*WHAT THE TASK REQUIRES*
Copy the rows below word for word, keeping every line as it appears.

*INFORMATION SUPPLIED*
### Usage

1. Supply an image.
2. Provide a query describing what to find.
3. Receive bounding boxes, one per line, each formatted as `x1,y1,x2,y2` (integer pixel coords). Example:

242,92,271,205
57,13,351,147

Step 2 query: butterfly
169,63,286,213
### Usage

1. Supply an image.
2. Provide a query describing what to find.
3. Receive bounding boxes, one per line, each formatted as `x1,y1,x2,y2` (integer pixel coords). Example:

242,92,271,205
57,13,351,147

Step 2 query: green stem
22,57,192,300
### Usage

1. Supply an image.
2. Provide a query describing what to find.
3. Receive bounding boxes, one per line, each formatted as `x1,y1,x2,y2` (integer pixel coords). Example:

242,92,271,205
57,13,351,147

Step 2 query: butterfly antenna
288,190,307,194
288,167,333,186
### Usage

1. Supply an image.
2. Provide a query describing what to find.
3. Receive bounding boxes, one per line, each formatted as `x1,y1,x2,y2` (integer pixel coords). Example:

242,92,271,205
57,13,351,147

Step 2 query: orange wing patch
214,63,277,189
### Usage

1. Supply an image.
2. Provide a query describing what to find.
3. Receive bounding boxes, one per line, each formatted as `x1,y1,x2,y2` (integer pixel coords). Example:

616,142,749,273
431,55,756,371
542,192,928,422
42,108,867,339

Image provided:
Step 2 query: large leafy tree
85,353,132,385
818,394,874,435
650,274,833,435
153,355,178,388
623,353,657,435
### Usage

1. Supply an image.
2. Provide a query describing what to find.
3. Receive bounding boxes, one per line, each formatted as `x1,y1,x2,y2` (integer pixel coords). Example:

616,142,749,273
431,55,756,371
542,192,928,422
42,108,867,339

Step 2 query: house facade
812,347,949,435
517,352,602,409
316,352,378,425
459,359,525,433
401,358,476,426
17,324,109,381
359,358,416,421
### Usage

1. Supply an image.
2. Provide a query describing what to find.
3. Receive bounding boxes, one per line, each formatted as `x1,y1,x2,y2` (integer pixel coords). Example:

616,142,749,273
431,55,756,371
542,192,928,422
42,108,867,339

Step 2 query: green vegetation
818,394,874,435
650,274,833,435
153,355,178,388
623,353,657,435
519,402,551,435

*SOLUTION FOR THIS TASK*
### Usage

1. Supply an image.
2. Provide a query describing what to find.
3. Receive bounding boxes, one per line, each formatted as `x1,y1,x2,y2` (integer pixel coords). Example:

242,92,271,205
57,13,351,147

Step 2 query: butterfly
169,63,286,213
### Usage

1. Supply an image.
2. Provide a query describing what to find.
3. Receive bounding boxes, one per line, each formatted as `x1,y1,x2,y2` (integer pixel coords). Example:

242,92,271,205
57,13,351,147

Step 2 query: green stem
22,57,192,300
### Usage

1. Supply an image.
2. Provide a query describing what to find.
3. Receive bounding boxes, one per line, each formatted as `x1,y1,x2,y2` (integer pixel coords). Example:

242,92,271,205
57,13,351,147

Step 2 query: butterfly antenna
288,190,307,194
288,167,333,186
### Usage

1. Supply an image.
2. Provide a query describing what to find.
3. Receive bounding boxes, one per line, each formatted as `x1,y1,x2,y2` (integer pixel coords). Example:

242,92,271,205
57,13,351,147

Step 2 query: orange wing patch
214,63,277,189
### Usage

1. Supply an image.
2. Provide a query describing what to find.
3. Receive bounding boxes, one per line, each formatted as `x1,y1,x2,y2` (integer pixel coords). Example:

616,142,749,273
431,55,756,371
542,192,928,422
42,108,867,339

Image provided:
Step 2 query: large leafy tree
85,353,132,385
818,394,874,435
650,274,833,435
153,355,178,388
623,353,657,435
### Usage

1. Supply an image.
2. Provide a query describing what to find.
3. Receive bounding boxes, one per line, each formatted as `x1,y1,x2,y2` (integer pixel coords). Example:

616,142,749,273
431,55,756,371
542,192,928,422
42,108,867,339

Step 2 query: house facade
812,347,949,435
517,352,602,409
316,352,378,425
459,359,525,433
401,358,476,426
17,324,109,381
359,358,416,421
### Usage

1. Supply an image.
2. Provide a query describing what to find.
3. Receive bounding boxes, one per line, each formatted as `x1,y1,x2,y2` (integer pixel coords). Example:

616,142,749,273
431,55,756,371
542,192,928,422
42,108,867,339

Step 2 query: green vegetation
818,394,874,435
650,274,833,435
153,355,178,388
623,353,657,435
519,402,551,435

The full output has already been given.